## Exercise
Revise the material from the line that has "the green vegetation" through the line that has "column 131, row 304". Give those lines again with "wooden handrail" changed to "wooden banister" and nothing else altered.

## Exercise input
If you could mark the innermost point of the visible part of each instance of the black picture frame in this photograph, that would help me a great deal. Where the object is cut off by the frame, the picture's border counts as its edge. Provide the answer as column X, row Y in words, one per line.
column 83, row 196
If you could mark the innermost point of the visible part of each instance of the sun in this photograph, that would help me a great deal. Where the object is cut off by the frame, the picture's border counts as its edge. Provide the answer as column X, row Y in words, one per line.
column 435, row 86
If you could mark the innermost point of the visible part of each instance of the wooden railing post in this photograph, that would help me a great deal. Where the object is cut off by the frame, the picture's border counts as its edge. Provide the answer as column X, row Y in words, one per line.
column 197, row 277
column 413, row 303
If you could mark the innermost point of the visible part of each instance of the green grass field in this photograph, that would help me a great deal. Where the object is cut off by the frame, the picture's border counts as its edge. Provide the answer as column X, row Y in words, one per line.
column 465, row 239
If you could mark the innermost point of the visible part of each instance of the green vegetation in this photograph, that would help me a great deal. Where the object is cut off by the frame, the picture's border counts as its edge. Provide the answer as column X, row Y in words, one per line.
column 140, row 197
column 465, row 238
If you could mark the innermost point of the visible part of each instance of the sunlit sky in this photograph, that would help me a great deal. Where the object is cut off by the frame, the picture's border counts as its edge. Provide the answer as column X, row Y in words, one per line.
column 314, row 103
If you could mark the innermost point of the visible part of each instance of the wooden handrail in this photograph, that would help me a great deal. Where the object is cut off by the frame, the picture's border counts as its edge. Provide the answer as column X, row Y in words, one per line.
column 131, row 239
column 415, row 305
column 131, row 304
---
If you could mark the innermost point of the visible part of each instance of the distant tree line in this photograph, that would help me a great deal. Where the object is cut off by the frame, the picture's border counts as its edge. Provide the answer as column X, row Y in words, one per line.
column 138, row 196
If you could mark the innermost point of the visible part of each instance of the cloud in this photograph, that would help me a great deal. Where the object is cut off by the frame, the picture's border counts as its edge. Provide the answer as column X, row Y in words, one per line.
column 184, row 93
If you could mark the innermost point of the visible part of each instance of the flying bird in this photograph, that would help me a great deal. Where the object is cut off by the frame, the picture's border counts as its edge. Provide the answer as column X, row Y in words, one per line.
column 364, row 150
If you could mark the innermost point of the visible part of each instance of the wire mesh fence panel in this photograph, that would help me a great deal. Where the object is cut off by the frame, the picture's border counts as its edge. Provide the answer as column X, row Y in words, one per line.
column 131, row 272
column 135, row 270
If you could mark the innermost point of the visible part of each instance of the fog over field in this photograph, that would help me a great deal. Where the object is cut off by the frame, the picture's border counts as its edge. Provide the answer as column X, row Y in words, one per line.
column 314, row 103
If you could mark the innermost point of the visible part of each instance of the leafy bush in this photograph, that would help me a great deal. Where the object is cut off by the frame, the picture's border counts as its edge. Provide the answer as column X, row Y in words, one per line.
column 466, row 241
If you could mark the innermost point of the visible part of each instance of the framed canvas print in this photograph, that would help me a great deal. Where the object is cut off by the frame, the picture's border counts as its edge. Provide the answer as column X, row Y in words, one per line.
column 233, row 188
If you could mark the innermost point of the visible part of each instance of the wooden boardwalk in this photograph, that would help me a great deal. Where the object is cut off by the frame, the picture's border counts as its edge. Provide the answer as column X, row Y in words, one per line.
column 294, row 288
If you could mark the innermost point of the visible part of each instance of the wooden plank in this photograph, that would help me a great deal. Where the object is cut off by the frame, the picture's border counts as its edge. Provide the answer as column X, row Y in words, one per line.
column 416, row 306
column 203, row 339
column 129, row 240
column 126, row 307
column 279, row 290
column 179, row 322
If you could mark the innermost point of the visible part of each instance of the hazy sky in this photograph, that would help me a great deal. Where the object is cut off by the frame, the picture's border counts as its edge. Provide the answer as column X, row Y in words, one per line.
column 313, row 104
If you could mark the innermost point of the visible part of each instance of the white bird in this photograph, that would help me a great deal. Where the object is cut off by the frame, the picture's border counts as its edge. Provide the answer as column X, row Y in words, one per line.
--
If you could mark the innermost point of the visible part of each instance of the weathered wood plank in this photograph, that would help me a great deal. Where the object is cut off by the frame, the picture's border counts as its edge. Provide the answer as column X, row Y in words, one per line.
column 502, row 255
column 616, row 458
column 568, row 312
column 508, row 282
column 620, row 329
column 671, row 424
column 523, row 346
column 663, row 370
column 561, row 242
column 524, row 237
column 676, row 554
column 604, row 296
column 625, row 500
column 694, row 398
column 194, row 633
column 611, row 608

## Completed task
If you could mark the innermost point of the visible part of each instance of the green vegetation in this photograph, that would help me a great deal. Where the object is cut off by the frame, the picture's border counts as its edge. Provide the answer as column X, row Y in words, one per line.
column 140, row 197
column 465, row 238
If you could mark the innermost point of the visible part of each instance of the sunlit sky in this photograph, that would help me a great deal. Where the object is cut off by the frame, the picture's border counts as its edge. Provide the answer as column X, row Y in words, one per line.
column 314, row 103
If you could mark the innermost point of the visible part of each instance of the wooden banister in this photograph, that would help me a great deal. Where the object is cut off by the frame, the picture's border counts as its edge. Provide the answer as column X, row Y in words, one per line.
column 131, row 239
column 415, row 305
column 131, row 304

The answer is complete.